[A run of data]
◆ ◆ ◆ ◆ ◆

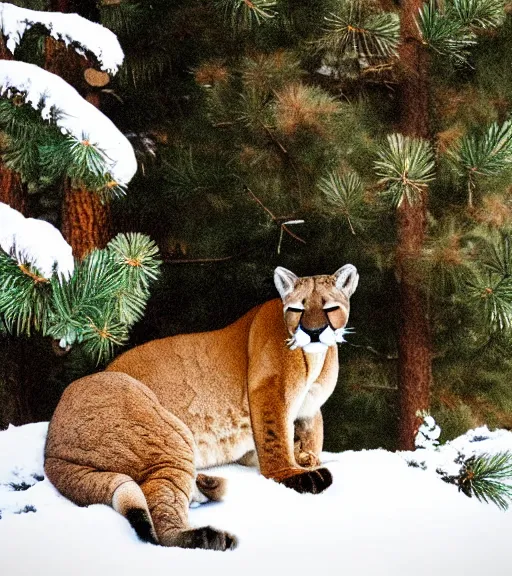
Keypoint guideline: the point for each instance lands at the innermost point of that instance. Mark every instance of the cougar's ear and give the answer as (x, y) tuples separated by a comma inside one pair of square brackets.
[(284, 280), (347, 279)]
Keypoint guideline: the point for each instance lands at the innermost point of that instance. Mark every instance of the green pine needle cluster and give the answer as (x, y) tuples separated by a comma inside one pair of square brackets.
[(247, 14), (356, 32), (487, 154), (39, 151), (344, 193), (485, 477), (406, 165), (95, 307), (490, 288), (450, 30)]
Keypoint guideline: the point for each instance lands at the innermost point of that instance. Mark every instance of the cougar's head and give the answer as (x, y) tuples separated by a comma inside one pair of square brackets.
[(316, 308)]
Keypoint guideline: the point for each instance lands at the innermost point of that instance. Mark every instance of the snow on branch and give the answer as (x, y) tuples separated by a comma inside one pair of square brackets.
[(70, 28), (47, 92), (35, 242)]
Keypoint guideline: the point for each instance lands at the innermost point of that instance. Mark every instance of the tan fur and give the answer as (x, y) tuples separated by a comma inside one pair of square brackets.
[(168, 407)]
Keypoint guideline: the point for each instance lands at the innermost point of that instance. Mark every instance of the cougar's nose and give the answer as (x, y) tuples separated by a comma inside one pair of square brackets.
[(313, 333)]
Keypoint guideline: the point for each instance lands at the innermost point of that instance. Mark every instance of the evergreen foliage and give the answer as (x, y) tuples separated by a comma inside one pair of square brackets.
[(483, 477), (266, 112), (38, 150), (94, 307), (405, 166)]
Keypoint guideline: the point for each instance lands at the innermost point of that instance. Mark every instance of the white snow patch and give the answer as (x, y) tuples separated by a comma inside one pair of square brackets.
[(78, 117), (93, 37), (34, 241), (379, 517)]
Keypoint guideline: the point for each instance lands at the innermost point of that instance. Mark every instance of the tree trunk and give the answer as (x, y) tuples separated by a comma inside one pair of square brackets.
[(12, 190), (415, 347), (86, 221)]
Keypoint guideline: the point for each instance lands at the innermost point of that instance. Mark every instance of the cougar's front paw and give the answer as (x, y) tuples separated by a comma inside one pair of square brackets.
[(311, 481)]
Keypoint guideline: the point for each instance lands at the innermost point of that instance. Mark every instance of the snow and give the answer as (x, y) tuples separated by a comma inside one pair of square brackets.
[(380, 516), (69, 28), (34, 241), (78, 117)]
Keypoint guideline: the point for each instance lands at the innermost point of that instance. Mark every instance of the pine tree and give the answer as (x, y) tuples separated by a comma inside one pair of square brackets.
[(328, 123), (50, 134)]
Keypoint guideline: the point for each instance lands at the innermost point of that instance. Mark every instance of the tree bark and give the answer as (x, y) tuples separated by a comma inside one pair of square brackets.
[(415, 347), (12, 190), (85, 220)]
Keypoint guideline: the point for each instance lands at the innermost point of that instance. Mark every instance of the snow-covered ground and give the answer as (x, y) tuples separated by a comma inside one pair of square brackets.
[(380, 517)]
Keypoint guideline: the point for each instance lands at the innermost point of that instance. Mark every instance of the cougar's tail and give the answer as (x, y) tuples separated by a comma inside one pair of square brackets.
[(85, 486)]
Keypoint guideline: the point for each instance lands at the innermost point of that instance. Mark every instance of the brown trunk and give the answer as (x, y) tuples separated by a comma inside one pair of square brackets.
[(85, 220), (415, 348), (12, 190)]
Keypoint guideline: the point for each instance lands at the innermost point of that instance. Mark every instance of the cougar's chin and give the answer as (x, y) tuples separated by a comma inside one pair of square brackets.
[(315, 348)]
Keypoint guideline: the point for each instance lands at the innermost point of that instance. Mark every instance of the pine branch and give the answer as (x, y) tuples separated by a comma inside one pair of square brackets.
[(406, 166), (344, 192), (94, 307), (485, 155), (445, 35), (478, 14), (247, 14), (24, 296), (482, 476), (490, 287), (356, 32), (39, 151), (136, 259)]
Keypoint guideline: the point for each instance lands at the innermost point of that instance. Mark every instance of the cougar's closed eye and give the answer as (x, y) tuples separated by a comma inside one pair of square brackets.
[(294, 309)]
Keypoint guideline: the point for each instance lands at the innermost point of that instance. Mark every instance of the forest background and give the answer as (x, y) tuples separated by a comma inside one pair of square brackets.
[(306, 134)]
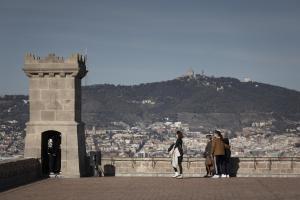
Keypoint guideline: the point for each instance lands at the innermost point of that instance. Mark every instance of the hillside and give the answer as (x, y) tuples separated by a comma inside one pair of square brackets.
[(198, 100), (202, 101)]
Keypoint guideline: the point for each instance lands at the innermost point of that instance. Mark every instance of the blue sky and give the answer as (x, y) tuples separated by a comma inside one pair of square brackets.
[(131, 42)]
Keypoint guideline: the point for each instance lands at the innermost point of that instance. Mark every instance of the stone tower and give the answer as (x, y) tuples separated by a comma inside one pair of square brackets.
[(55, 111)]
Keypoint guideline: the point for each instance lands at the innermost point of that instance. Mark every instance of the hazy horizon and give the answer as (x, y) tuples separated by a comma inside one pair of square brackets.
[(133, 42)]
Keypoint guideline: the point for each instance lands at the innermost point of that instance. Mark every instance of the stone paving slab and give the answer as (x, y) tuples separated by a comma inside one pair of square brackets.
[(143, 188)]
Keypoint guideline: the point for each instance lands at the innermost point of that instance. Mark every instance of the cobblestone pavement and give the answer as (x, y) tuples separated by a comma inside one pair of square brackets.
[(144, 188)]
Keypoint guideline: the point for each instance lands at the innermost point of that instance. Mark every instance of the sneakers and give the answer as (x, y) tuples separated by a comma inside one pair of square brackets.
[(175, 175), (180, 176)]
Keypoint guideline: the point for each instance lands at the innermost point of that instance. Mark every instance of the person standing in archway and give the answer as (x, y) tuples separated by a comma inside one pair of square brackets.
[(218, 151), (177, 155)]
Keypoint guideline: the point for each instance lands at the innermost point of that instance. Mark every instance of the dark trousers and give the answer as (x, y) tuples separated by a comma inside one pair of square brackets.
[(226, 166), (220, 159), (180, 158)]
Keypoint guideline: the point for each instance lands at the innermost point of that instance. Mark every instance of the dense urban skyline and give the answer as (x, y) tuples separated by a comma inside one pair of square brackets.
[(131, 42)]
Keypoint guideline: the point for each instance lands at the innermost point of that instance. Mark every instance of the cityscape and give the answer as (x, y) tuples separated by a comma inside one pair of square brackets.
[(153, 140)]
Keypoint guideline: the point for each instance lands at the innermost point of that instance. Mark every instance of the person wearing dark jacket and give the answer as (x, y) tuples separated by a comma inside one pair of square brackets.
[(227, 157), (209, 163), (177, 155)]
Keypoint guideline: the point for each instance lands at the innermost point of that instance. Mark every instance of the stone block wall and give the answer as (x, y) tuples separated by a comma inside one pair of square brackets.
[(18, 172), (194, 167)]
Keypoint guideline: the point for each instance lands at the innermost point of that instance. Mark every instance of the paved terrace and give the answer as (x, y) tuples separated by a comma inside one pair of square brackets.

◆ ◆ ◆ ◆ ◆

**GIVEN PROBLEM:** Print every line of the data above word for word, leaving out the pictures.

**EXERCISE SOLUTION:**
Keypoint guideline: the point for each instance lands at the innermost point of that instance. Mark every instance of the cougar's ear and give the answer as (x, y) tuples separated by a comma inside one pair of square brackets.
[(284, 280), (347, 279)]
Keypoint guideline: the point for each instance lands at the innermost point of that instance. Mark every instance of the green pine needle cluster and give the answer as (x, y) tuples separated by a comma inside one pair of square brackets.
[(247, 14), (356, 32), (487, 154), (39, 151), (344, 193), (485, 477), (406, 165), (95, 307), (490, 288), (450, 30)]
Keypoint guideline: the point for each instance lands at the innermost point of that instance. Mark every instance of the cougar's head and give the answer as (x, y) tuples separated by a comma inside one pair of square brackets.
[(316, 308)]
Keypoint guideline: the point for each instance lands at the innermost point of that instance. Mark every instance of the snow on branch and give the answer as (x, y) tuples separated by a comma inside one pair of square brackets.
[(70, 28), (47, 92), (35, 242)]
Keypoint guideline: the point for each instance lands at the innermost point of that instance. Mark every instance of the tan fur and give the answer as (x, y) tuples separated by a comma inside one pair of square brackets.
[(168, 407)]
Keypoint guideline: the point for each instance lands at the innermost point of that instance. Mark every instance of the cougar's nose and give the answer as (x, y) tuples separated by a comma inside one pair of square brackets.
[(313, 333)]
Keypoint guideline: the point for each instance lands at the innermost point of that instance. Mark every instance of the evergreen foliage and give the answer as (x, y) tuples separated by a comma inside one pair of square brackets.
[(483, 477), (266, 112), (38, 150), (94, 307), (405, 166)]
Keypoint guideline: the point for each instance lands at the innermost point of that instance. Mark every instance of the white snow patch and give the answer as (x, y) tuples separated by a comma inside one pair of square brackets.
[(78, 117), (93, 37), (34, 241), (379, 517)]
Keypoint guideline: the point for each instance lands at the innermost point of that instance. Mark every instance of the tree trunk and give the answer as (x, y) tuples separated by a comma inside one pair of square brackets.
[(12, 190), (415, 347), (86, 221)]
Keypoint guideline: the point for each instance lands at the innermost point of that instance. Mark every instance of the cougar's front paw and give the answer as (x, y) tuples separated by a comma inside one pair of square brackets.
[(311, 481)]
Keypoint guideline: the point for each instance lands at the innermost point of that instance. Mark every instance of the snow and give the answer as (x, y) tuples separated by a comma inside one pair of square brackets.
[(380, 516), (69, 28), (34, 241), (78, 117)]
Keypoint guideline: the point for each instance lands at the innermost point of that instance. Mark every instance of the pine tree and give the answer as (x, y) tuples separated by a comma inside one pair of square brackets.
[(328, 123), (50, 134)]
Keypoint guideline: the point for each instance lands at the innermost point of that instance. Mark every instance of the tree bark and give the answer as (x, y) tuples separated by a comma inside one pair of square brackets.
[(415, 347), (12, 190), (85, 220)]
Keypoint guideline: the point for each instance lands at the innermost point of that instance. Mark every instance of the snow-covered ground and give the answer as (x, y) tuples separated by a comma inside one pair of square brackets.
[(380, 517)]
Keypoint guideline: the point for each instance lands at the innermost point of that instance. Mark every instance of the cougar's tail and give the answer as (x, y) tuples separated by a comma inside one pair of square brackets.
[(85, 486)]
Keypoint guideline: the point for each instance lands at the innermost point of that instance. Mark every instance of the brown trunk and give the answer as (x, y) tuples separated by a comma inside one pair of square brackets.
[(85, 220), (415, 348), (12, 190)]
Keypoint guideline: the point for each instance lands at the innermost point of that instance. Mark every instance of the cougar's chin and give the answer as (x, y) tuples separated by a comma inside one pair of square brackets.
[(315, 348)]
Keypoint guideline: the point for each instance lands at the innermost point of that instance. Mark every instance of the pine branch and give the answer as (x, y) tuples separated by a comma inside one pair of square brackets.
[(406, 166), (344, 192), (94, 307), (485, 155), (445, 35), (478, 14), (247, 14), (24, 296), (482, 476), (490, 287), (356, 32), (39, 151), (136, 259)]
Keypoint guideline: the point for each instance lands at the innermost point of that instance. Mark every instance of the cougar's closed eye and give the answer as (x, y) tuples separated by a comma inside one pair of square brackets.
[(294, 309)]
Keypoint guideline: the point for each instance lands at the innermost point of that instance. Mark every instance of the forest background and give the answer as (x, y) tuples separated by a comma inside one pair of square brackets.
[(306, 134)]
Keypoint guideline: the point for each instance lands at the innermost point of that instance. Mark every instance of the hillside and give the answer as (x, y) tuples separated by a comma inside one pair of square brackets.
[(198, 100), (202, 101)]
Keypoint guideline: the point for each instance lands at the innermost point of that instance. Mark every instance of the blue sky and give the answer as (x, y) tuples separated by a comma inside one pair of square brackets.
[(131, 42)]
Keypoint guideline: the point for each instance lands at the innermost point of that instance. Mark every instance of the stone tower and give the answer as (x, y) tuples separated by a comma inside one pair of square brackets.
[(55, 111)]
Keypoint guideline: the point for each instance lands at the innermost point of that instance. Mark every instance of the hazy horizon and give the answer as (x, y) tuples separated by a comma inside one pair of square brackets.
[(133, 42)]
Keypoint guideline: the point for each instance lands at the innermost point of that instance. Mark every instance of the stone paving slab and give the answer as (x, y) tuples separated by a comma inside one pair of square brackets.
[(143, 188)]
Keypoint guideline: the point for each instance lands at the innermost point of that instance. Mark every instance of the cobblestone pavement and give the answer as (x, y) tuples separated by a comma inside one pair of square brackets.
[(144, 188)]
Keypoint guideline: the point for each instance lands at the innermost point of that instance. Mark every instance of the sneakers and give the answer as (x, y) tuples separated by a comma inside one pair of square brackets.
[(175, 175), (180, 176)]
Keypoint guideline: the point for each instance lands at the innermost point of that instance. Mark every instance of the person standing in archway and give the answer as (x, y) tuples separated by a comma inside one pair of square brackets.
[(218, 151), (177, 155)]
Keypoint guideline: the point for each instance lands at the innermost point of that instance. Mark every instance of the dark trousers and give the answer as (x, y) tuples separated by a comma inside one pair of square brackets.
[(226, 166), (220, 159), (180, 158)]
Keypoint guideline: the point for each instance lands at the innermost point of that instance. Mark every instance of the dense urban skyline and give the answer as (x, y) tuples separated by a comma inside one pair of square brackets.
[(131, 42)]
Keypoint guideline: the point for each instance lands at the innermost point of that instance. Mark every instance of the cityscape and give the answer as (x, y) tuples separated by a comma inside one pair of square brackets.
[(153, 140)]
Keypoint guideline: the point for each instance lands at the innermost point of that instance. Mark every instance of the person wearing dark jacket and give the answer as (x, y) tuples separated by a comma inside one pair of square brackets.
[(227, 157), (209, 163), (177, 155)]
Keypoint guideline: the point for each instance lands at the innermost point of that instance. Mark every instance of the stone block wall and give the answer as (x, y) tuples separated by a comma inside one pair of square brackets.
[(18, 172), (194, 167)]
Keypoint guideline: the point for each instance lands at the innermost point of that instance. Mark every instance of the paved terrace and give the answer as (x, y) tuples separated by a comma inside one pair of square brackets.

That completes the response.